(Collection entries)

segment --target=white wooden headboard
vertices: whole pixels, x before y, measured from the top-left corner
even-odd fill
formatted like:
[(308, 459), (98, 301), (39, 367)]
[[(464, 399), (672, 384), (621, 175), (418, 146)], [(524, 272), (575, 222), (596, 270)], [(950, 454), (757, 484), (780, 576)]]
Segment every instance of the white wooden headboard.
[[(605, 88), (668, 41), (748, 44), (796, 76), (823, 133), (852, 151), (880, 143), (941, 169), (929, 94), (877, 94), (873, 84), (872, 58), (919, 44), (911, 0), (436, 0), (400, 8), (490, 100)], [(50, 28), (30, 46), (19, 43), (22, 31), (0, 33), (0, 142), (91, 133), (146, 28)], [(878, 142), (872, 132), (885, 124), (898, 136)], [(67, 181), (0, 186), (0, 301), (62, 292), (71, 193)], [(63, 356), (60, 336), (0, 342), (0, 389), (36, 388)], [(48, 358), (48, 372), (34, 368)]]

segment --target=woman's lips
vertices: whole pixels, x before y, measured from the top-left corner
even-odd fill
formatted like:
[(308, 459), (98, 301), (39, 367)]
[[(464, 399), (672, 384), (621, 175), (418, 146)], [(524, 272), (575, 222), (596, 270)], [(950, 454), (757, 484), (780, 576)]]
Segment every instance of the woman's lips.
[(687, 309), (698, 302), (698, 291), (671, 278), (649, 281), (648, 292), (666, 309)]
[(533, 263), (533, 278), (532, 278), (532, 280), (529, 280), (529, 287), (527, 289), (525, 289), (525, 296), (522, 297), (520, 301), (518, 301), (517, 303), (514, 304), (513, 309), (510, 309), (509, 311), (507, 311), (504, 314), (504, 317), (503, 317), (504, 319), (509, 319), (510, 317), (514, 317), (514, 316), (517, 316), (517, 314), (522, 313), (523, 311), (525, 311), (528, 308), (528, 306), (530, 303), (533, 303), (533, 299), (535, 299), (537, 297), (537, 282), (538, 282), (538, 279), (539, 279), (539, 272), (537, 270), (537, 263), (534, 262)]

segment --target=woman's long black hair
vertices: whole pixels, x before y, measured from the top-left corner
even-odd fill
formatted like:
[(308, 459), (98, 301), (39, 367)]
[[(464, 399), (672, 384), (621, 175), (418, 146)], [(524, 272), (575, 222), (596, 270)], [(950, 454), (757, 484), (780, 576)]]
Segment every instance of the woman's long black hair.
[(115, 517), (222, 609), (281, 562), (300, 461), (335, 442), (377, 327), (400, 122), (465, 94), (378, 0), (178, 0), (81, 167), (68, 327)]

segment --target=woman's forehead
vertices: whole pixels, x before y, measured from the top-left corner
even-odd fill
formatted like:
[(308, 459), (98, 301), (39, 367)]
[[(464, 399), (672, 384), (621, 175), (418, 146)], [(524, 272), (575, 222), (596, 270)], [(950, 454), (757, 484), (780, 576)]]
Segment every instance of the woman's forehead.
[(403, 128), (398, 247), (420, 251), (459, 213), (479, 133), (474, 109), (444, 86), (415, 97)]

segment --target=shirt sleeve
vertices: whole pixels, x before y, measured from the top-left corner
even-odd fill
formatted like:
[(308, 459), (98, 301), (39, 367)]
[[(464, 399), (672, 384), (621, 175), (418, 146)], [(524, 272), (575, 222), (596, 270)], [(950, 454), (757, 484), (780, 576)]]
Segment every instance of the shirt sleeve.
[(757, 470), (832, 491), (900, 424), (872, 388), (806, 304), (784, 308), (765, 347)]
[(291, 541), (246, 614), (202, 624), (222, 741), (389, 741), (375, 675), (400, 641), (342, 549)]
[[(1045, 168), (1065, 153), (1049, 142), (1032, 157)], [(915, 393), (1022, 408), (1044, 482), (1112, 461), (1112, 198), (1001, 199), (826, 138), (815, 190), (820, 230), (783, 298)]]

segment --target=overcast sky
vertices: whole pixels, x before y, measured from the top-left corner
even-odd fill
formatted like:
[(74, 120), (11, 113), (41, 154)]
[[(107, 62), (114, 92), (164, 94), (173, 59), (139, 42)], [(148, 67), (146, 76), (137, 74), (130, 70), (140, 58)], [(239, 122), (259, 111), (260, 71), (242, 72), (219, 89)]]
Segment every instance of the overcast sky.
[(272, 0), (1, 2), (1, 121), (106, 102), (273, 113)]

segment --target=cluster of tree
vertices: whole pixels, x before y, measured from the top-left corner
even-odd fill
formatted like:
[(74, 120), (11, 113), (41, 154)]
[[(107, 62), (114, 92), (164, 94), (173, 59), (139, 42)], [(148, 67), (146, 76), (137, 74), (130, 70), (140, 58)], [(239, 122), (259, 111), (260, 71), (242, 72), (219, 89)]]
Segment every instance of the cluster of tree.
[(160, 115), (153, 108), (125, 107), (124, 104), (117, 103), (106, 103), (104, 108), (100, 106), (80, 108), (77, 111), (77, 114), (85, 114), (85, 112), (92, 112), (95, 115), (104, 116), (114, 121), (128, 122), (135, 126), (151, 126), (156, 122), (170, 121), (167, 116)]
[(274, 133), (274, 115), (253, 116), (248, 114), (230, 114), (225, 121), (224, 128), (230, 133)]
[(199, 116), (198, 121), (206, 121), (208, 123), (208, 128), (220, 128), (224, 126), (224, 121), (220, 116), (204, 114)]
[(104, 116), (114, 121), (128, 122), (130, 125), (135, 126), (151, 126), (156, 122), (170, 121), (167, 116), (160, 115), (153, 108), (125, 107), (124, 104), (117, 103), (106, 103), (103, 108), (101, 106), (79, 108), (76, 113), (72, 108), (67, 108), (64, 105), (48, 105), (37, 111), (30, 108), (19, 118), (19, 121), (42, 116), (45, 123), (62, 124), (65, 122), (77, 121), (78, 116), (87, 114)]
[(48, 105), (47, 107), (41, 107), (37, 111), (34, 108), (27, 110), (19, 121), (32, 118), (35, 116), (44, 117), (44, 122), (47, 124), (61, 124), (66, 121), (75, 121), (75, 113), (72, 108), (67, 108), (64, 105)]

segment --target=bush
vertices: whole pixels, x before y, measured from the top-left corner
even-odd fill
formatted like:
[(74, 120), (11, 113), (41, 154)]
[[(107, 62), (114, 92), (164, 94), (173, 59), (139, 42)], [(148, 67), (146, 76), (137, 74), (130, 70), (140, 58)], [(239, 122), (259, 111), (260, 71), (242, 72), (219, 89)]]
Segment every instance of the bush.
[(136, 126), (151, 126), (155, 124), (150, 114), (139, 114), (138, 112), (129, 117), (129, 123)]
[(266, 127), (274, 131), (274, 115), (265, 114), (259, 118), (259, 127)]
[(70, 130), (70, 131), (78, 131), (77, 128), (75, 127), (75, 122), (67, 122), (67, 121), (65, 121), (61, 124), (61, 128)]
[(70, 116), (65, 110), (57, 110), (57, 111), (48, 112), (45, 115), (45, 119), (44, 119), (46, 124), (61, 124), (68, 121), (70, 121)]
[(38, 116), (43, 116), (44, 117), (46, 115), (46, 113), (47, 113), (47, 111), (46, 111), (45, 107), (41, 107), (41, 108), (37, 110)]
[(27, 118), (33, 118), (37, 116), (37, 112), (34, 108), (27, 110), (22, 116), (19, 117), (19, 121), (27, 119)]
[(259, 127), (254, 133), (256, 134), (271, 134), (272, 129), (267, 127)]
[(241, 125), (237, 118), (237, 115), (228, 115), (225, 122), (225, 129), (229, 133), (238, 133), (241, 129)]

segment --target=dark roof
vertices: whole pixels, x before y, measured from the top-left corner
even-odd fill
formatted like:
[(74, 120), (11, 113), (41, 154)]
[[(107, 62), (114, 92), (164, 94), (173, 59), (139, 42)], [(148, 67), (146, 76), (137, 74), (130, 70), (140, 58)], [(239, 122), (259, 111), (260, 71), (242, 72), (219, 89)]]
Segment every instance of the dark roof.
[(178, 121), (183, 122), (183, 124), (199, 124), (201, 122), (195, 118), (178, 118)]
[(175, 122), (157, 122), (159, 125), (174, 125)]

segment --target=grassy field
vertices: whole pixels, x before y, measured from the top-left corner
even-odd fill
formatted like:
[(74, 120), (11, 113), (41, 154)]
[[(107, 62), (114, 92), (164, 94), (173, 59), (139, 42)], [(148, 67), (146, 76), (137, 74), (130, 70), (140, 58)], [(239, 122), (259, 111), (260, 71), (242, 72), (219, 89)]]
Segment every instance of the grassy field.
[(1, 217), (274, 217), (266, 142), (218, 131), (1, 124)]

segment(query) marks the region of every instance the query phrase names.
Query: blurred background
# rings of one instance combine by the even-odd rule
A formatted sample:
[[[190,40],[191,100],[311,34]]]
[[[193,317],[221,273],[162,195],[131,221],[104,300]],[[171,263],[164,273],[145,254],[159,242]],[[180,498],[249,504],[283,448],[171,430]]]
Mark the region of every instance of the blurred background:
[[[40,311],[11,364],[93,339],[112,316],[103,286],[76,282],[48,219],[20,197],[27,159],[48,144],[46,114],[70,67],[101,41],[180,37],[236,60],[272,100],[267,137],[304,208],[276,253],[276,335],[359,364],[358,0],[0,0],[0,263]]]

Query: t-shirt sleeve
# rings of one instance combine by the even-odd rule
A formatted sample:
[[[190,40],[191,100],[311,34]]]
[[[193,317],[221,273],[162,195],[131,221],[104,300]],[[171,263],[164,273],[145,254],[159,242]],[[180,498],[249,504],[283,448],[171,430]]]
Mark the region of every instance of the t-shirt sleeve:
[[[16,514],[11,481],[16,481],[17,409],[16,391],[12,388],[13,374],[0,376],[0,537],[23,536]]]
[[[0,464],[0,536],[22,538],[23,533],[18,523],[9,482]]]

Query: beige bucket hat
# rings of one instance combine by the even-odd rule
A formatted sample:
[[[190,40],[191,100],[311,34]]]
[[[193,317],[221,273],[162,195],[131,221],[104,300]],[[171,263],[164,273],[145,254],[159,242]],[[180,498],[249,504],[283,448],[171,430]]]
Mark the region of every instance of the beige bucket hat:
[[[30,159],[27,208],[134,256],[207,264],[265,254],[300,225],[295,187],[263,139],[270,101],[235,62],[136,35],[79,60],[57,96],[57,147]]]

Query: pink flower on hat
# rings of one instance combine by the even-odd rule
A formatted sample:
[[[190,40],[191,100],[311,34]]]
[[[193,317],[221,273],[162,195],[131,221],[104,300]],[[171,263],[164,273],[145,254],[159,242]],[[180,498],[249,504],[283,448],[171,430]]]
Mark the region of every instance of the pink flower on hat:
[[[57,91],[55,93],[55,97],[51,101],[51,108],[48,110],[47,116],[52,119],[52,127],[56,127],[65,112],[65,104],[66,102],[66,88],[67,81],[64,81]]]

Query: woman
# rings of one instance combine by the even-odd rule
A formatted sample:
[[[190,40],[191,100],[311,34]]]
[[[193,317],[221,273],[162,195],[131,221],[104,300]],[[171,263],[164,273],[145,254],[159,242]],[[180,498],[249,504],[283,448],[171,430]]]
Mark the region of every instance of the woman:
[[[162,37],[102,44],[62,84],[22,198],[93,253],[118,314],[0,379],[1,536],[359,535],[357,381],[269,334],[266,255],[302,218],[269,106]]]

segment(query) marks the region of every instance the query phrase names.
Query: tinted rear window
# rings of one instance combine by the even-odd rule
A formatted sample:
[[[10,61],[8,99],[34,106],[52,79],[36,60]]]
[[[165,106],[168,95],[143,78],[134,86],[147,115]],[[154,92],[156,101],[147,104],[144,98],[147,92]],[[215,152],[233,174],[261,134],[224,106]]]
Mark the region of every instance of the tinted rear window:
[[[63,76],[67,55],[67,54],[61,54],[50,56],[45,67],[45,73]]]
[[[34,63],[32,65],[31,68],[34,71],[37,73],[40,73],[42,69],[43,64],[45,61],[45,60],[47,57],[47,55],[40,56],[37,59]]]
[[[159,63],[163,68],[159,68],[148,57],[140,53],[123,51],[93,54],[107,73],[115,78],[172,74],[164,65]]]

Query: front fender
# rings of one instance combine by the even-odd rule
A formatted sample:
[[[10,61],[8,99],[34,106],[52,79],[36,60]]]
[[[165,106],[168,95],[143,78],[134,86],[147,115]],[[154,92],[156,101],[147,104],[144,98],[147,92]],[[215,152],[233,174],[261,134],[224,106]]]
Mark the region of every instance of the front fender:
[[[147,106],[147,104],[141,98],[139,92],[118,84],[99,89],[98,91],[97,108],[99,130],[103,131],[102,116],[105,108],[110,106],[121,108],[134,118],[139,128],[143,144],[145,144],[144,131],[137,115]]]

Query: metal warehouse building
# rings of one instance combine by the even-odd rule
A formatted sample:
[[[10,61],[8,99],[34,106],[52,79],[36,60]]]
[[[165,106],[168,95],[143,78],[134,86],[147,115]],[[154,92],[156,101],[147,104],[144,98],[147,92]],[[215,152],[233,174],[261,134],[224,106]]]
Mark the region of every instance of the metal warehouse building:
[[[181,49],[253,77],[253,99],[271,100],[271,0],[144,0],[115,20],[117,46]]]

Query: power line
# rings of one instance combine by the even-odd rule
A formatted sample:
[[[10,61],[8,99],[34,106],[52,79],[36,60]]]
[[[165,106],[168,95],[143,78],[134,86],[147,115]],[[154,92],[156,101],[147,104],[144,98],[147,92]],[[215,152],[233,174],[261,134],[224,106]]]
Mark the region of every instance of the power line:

What is required:
Copy the entries from the line containing "Query: power line" through the end of the entries, swapping "every instance" for "each instance" and leaving everything else as it is.

Task answer:
Query: power line
# rings of one instance combine by the even-odd rule
A formatted sample:
[[[10,61],[8,99],[34,106],[52,79],[36,60]]]
[[[165,106],[168,95],[143,78],[134,86],[147,115]],[[154,92],[156,101],[147,104],[144,98],[147,92]],[[215,152],[233,174],[261,134],[224,106]]]
Mark the region of each instance of the power line:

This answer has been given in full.